• _Required work_
(a) In the balloon solution below, how fast is the radius increasing when it reaches 15 cm?
(b) Identify every line in the listing below that contains the word "blue", and copy each of those lines.

• _Excerpted text_
════════════════════
Gas is being pumped into a spherical balloon

Solution:

Let r be the radius and V be the volume of the balloon at time t.

It is given that, $\frac{d V}{d t}=30 \mathrm{~cm}^{3} / \mathrm{min}$

Now,

Volume of the spherical balloon, $V=\frac{4}{3} \pi r^{3}$

$V=\frac{4}{3} \pi r^{3}$

Differentiating both sides with respect to $t$, we get

$\frac{d V}{d t}=\frac{d}{d t}\left(\frac{4}{3} \pi r^{3}\right)$

$\Rightarrow \frac{d V}{d t}=\frac{4}{3} \pi \times 3 r^{2} \frac{d r}{d t}$

$\Rightarrow \frac{d V}{d t}=4 \pi r^{2} \frac{d r}{d t}$

When $r=15 \mathrm{~cm}$ and $\frac{d V}{d t}=30 \mathrm{~cm}^{3} / \mathrm{min}$, we get

$30=4 \pi \times(15)^{2} \frac{d r}{d t}$

$\Rightarrow \frac{d r}{d t}=\frac{30}{4 \pi \times(15)^{2}}$

 

$\Rightarrow \frac{d r}{d t}=\frac{1}{30 \pi} \mathrm{cm} / \mathrm{min}$

Thus, the radius of the balloon is increasing at the rate of $\frac{1}{30 \pi} \mathrm{cm} / \mathrm{min}$.

Gas is being pumped into a spherical balloon at the rate of $30 \mathrm{~cm}^{3} / \mathrm{min}$. The rate at which the radius increases when it reaches the value $15 \mathrm{~cm}$, is $\frac{1}{30 \pi} \mathrm{cm} / \mathrm{min}$
════════════════════
• _Extracted data_
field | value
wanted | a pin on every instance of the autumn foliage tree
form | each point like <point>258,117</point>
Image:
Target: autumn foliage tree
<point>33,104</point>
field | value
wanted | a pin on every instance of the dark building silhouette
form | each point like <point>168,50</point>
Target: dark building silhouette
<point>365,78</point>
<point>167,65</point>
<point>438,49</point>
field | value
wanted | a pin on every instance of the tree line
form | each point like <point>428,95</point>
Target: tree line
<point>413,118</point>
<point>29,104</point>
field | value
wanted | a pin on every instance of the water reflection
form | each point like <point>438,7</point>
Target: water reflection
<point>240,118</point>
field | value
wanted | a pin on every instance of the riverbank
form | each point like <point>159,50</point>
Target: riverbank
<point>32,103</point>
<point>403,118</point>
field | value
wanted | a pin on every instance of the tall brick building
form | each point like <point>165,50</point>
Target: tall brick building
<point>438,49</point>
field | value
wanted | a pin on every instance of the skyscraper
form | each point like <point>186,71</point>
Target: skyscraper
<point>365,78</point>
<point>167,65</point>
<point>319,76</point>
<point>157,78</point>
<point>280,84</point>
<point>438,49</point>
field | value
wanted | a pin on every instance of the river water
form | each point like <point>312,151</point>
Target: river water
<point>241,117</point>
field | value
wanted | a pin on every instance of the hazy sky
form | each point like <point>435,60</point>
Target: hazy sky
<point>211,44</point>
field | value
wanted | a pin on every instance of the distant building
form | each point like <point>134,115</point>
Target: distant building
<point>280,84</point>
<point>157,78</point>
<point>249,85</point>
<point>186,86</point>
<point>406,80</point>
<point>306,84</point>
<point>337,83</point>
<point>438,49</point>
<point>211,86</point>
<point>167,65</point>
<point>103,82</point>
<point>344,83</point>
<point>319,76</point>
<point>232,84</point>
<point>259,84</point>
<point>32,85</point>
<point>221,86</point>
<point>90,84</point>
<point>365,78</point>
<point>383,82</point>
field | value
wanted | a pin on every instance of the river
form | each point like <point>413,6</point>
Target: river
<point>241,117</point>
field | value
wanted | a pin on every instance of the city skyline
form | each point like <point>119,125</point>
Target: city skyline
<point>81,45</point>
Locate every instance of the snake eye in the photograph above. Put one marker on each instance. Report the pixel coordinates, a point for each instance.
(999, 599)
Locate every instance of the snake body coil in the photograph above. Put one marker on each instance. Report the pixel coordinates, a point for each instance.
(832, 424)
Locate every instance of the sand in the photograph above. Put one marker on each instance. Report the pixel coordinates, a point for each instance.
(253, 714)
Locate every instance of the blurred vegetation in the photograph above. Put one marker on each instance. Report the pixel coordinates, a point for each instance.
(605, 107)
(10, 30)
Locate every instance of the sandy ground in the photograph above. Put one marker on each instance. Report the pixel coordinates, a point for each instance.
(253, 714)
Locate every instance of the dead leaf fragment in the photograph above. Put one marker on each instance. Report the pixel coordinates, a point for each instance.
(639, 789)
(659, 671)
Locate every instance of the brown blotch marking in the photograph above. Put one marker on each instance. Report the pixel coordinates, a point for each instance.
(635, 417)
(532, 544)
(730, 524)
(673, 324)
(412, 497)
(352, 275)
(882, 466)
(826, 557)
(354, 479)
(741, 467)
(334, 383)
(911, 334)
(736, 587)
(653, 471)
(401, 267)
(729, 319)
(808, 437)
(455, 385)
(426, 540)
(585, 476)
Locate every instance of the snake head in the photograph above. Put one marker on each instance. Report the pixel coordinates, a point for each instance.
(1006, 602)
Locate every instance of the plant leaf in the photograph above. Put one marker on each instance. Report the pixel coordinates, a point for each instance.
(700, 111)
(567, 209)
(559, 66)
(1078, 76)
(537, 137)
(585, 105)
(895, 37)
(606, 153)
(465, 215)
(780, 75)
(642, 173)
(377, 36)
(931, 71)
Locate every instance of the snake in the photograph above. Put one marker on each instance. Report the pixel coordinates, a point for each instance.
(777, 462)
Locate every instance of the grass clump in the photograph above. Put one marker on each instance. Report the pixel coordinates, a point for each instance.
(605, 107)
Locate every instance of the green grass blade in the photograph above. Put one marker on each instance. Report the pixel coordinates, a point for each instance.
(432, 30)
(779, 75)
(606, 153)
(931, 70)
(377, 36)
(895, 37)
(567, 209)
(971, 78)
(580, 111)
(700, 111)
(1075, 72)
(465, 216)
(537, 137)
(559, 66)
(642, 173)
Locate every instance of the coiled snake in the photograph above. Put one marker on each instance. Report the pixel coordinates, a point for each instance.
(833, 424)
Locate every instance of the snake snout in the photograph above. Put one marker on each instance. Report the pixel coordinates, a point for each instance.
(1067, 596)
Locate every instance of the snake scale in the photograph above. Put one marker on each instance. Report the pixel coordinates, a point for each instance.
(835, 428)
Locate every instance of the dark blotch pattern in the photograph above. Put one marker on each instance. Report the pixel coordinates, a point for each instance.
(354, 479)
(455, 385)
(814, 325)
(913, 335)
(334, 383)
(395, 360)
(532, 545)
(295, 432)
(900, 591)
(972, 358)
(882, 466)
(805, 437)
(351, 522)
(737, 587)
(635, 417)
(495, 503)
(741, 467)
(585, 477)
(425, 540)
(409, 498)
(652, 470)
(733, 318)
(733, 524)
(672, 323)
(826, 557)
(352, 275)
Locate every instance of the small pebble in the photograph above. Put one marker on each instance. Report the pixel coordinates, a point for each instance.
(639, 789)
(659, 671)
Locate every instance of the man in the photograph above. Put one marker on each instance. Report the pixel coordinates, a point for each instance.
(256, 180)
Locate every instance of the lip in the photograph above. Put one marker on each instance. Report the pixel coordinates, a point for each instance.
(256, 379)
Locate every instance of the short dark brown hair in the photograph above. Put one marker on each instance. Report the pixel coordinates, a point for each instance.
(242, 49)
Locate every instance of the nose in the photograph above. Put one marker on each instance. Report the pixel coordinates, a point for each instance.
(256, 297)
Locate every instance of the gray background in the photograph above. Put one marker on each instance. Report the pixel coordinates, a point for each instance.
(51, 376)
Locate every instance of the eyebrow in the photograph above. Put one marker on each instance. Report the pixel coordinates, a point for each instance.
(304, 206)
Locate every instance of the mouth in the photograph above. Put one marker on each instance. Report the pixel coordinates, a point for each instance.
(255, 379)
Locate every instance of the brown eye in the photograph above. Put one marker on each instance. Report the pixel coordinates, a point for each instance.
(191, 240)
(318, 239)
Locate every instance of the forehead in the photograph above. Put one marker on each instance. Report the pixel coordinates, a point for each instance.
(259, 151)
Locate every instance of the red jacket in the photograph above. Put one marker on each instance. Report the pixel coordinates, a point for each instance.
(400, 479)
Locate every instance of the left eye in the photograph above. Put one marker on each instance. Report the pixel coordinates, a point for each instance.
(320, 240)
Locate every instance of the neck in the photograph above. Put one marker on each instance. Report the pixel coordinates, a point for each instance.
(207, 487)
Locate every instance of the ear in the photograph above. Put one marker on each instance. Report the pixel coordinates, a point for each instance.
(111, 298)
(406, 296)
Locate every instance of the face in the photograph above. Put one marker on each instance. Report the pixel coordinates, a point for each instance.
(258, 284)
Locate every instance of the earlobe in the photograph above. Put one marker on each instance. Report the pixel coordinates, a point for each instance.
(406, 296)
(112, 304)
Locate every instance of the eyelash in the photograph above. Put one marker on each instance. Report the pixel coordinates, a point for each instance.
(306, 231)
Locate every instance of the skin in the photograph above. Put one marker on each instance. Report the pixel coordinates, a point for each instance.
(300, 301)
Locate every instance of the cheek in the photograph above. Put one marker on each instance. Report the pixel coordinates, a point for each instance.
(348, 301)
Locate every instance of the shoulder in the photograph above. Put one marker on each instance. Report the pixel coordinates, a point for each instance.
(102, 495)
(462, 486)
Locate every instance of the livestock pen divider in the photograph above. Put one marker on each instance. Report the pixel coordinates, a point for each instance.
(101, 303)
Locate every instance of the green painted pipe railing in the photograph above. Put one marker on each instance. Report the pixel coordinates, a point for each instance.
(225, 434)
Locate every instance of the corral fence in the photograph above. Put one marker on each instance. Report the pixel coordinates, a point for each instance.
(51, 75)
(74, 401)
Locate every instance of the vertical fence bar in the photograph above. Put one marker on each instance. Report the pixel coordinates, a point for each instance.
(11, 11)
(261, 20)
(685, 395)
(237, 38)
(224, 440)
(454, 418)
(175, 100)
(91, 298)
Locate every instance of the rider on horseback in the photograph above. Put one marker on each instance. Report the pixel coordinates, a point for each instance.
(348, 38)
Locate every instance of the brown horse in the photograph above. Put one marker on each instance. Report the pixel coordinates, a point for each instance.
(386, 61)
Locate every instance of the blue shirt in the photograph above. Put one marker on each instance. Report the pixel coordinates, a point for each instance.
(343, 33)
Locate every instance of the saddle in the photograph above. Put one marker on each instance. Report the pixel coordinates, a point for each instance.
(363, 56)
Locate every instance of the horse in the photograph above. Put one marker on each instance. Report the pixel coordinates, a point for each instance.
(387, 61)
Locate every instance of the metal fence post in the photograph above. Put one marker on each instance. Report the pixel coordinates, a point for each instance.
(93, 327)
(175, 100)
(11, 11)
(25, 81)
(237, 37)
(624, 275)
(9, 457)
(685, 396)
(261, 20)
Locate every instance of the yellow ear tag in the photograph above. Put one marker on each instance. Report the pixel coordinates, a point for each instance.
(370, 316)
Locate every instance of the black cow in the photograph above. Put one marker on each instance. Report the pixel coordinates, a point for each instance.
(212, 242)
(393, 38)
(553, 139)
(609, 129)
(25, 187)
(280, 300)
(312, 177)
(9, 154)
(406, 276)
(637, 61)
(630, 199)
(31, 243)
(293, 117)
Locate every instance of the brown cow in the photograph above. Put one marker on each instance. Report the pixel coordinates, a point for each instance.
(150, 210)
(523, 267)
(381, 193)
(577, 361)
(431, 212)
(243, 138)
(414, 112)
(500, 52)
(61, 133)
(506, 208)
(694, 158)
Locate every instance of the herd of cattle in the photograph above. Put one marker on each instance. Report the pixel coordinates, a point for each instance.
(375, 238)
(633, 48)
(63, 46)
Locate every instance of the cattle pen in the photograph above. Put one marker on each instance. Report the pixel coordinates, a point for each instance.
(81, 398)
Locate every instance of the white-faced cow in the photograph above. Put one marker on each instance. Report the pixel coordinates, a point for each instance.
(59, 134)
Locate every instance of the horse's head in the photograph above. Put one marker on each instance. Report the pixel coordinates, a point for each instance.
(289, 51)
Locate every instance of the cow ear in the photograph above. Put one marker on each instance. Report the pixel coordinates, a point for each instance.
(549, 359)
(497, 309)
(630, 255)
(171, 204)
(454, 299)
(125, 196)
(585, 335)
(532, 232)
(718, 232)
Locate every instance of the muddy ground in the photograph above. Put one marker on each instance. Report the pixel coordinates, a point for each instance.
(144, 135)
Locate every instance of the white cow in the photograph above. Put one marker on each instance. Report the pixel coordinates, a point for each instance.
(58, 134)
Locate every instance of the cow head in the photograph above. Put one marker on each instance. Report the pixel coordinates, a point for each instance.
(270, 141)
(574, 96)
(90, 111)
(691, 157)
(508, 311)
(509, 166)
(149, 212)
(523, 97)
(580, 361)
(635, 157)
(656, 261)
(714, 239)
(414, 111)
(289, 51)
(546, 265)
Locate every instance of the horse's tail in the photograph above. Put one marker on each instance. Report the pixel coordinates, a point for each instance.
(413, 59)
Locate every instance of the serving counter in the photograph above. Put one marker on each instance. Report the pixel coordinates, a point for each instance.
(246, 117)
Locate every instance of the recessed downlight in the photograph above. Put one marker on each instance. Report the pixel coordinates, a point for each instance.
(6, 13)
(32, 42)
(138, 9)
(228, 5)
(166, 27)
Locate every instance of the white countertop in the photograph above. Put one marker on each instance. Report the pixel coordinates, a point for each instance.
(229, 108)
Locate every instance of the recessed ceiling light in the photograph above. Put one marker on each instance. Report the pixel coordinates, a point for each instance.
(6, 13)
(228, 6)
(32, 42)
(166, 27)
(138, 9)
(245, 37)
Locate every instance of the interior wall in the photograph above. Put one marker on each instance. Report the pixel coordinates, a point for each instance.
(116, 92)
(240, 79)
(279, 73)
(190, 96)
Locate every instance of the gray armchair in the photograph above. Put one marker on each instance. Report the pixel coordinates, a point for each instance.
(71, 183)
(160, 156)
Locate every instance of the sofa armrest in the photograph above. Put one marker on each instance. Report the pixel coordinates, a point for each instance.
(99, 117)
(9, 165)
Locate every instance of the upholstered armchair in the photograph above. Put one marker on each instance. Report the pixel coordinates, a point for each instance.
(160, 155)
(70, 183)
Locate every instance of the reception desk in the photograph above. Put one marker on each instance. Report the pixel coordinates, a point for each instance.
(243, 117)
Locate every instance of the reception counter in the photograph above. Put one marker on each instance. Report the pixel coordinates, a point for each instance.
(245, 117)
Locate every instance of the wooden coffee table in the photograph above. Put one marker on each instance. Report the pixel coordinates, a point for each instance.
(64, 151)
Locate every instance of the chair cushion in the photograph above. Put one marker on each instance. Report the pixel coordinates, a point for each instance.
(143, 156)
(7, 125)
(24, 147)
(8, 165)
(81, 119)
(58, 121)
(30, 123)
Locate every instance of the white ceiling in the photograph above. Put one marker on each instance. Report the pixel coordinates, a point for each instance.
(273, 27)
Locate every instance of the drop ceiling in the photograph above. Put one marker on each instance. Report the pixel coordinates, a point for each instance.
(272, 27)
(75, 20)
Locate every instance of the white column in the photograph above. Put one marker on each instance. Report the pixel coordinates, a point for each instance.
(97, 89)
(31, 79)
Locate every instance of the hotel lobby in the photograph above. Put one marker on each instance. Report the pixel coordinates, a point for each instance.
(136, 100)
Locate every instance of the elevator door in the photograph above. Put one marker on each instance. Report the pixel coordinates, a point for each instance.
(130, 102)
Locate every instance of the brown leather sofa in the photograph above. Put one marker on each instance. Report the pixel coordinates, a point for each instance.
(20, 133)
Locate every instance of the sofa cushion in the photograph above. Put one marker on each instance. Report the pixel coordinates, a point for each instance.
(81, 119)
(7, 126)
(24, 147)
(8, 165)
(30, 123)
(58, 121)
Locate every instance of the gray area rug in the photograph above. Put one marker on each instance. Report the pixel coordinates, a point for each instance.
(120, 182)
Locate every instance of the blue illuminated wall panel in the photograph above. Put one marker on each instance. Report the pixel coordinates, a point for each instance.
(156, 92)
════════════════════
• _Responses by task_
(a) 1/(30π) cm/min

(b)
Locate every instance of the blue shirt in the photograph above. Put one marker on each instance. Report the pixel coordinates, a point for each instance.
Locate every instance of the blue illuminated wall panel in the photograph above. Put one marker on each instance. Report the pixel coordinates, a point for each instance.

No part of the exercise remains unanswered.